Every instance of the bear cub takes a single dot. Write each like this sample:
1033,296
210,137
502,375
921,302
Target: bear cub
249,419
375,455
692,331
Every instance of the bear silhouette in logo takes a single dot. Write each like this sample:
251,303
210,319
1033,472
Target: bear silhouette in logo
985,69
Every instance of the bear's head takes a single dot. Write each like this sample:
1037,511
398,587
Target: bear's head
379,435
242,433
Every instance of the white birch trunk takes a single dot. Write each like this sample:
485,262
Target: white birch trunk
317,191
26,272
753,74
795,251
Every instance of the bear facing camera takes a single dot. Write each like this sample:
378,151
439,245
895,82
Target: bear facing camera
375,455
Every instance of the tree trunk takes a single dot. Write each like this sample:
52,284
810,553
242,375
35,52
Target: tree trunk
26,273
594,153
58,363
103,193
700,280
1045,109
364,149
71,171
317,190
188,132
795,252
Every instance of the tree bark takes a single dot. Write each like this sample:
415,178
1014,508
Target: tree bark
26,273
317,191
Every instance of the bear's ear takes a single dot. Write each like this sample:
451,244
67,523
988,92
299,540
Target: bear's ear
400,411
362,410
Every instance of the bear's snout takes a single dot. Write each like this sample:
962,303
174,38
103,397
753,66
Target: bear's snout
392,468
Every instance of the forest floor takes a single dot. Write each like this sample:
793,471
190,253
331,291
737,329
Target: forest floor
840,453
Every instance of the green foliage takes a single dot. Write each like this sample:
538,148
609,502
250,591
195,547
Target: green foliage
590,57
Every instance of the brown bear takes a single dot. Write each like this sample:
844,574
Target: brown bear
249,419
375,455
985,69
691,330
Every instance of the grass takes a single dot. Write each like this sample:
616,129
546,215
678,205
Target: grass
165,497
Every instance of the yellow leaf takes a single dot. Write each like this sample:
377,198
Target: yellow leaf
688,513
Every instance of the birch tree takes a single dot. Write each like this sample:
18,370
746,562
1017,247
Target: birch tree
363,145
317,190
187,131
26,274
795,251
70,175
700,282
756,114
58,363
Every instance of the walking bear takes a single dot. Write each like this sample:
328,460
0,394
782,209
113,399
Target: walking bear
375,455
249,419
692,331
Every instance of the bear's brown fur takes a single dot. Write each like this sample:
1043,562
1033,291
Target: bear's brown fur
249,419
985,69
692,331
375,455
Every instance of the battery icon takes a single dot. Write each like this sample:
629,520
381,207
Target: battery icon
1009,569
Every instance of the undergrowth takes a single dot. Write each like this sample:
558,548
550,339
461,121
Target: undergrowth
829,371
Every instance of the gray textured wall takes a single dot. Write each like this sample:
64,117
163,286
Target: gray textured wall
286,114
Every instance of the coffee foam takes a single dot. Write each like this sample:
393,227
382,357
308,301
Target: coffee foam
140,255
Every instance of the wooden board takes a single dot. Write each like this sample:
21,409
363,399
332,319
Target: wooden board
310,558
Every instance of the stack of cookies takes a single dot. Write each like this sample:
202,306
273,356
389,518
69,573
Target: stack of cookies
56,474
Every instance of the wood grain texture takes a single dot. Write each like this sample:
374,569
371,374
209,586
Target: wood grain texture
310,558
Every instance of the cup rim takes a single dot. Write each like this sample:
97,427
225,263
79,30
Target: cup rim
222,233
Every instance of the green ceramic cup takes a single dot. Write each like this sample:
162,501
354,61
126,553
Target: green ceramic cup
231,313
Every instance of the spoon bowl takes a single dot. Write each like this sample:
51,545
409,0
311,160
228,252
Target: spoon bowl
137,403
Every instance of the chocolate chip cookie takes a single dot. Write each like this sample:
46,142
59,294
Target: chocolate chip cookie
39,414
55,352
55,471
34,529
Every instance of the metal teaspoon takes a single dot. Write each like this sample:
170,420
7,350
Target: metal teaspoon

--

_What the task requires_. Take the material above and reproduce it word for word.

_Exercise answer_.
Every instance of the bear cub takes a single dot. Write each like this sample:
1033,296
210,137
502,375
921,302
Target: bear cub
249,419
375,455
692,331
Every instance of the bear silhouette in logo takes a single dot. Write each like this sample:
251,303
210,319
1033,472
Target: bear silhouette in logo
985,69
Every instance of the bear's head takes a single dot. Write each like this sample:
1037,511
398,587
Target: bear's head
379,435
242,433
Every instance of the white birch trunk takes a single dot. Write each like this sample:
485,262
Target: white birch trunk
317,191
26,272
753,74
795,251
Every instance of the bear facing camera takes a single dot. Write each like this sample:
378,151
439,245
895,82
Target: bear facing camera
375,455
Every instance of the tree trunk takes a single dot. Write each like this sample:
52,284
810,553
242,375
35,52
Target: tree trunk
26,273
594,153
58,363
103,193
700,280
1045,109
364,149
71,171
317,190
188,132
795,252
Every instance of the tree bark takes a single dot. Write each like this sample:
415,178
1014,508
Target: tree bark
26,273
317,191
Every instance of the bear's ear takes a single dot. Write each like this sample:
451,244
67,523
988,92
299,540
Target: bear's ear
400,411
362,410
Every instance of the bear's snout takes a single dot. Write each like this sample:
962,303
174,38
103,397
753,66
Target: bear's snout
392,468
Every instance of the forest floor takes a single dot. Write each like this sample:
793,471
190,253
331,291
737,329
Target: forest floor
840,453
Every instance of the green foliage takes a single dot. Write each like this sample:
538,148
609,502
250,591
195,547
Target: green foliage
590,57
Every instance of the brown bear takes a single dot. Write each like this sample:
844,574
Target: brown bear
249,419
375,455
985,69
691,330
Every instance of the grass takes a single dot. Write each like this sample:
616,129
546,215
678,205
Target: grass
165,497
Every instance of the yellow leaf takes a single dot. Write each like this sample:
377,198
Target: yellow leaf
688,513
Every instance of the birch tree takes a single dot. Write each like this sample:
18,370
746,562
1017,247
Target: birch tree
363,145
317,190
187,131
26,274
795,251
70,175
700,282
756,114
58,363
Every instance of the walking bear takes a single dot. Write each like this sample:
328,460
0,394
782,209
113,399
Target: walking bear
375,455
249,419
692,331
Every instance of the bear's brown fur takes a single dot. Write each like this sample:
1043,562
1033,291
Target: bear's brown fur
249,419
985,69
692,331
375,455
Every instance of the battery icon takes a single dot. Write each like this sample:
629,520
381,207
Target: battery icon
1009,569
Every instance of the undergrowth takes a single dot. Write each like this sample:
558,548
550,339
461,121
Target: undergrowth
829,371
Every instance of the gray textured wall takes a single dot. Write each like this sample:
64,117
163,286
Target: gray textured wall
286,114
Every instance of the coffee foam takes a single dot. Write each like this sample:
393,227
382,357
308,301
Target: coffee foam
140,255
Every instance of the wooden board takes a single dot. Write each like this sample:
21,409
363,399
332,319
Target: wooden board
310,558
Every instance of the stack of cookies takes a single dot. Write each like this sample:
202,306
273,356
389,518
69,573
Target: stack of cookies
56,474
Every instance of the wood grain texture takes a single dot. Write each like this sample:
374,569
371,374
209,586
Target: wood grain texture
310,558
Every instance of the cup rim takes a single dot. Write each like this sample:
97,427
225,263
79,30
Target: cup rim
222,233
Every instance of the green ceramic cup takes a single dot. Write each like this sample:
162,501
354,61
126,553
Target: green ceramic cup
231,313
Every instance of the spoon bowl takes a single dot. Write each like this sample:
51,545
409,0
311,160
228,252
Target: spoon bowl
137,403
Every instance of the chocolate chip cookie takes a single dot. Write each like this sample:
46,142
59,294
Target: chocolate chip cookie
39,414
55,352
55,471
34,529
Every instance of the metal teaspoon takes a single dot. Write each like this sample:
170,420
7,350
Target: metal teaspoon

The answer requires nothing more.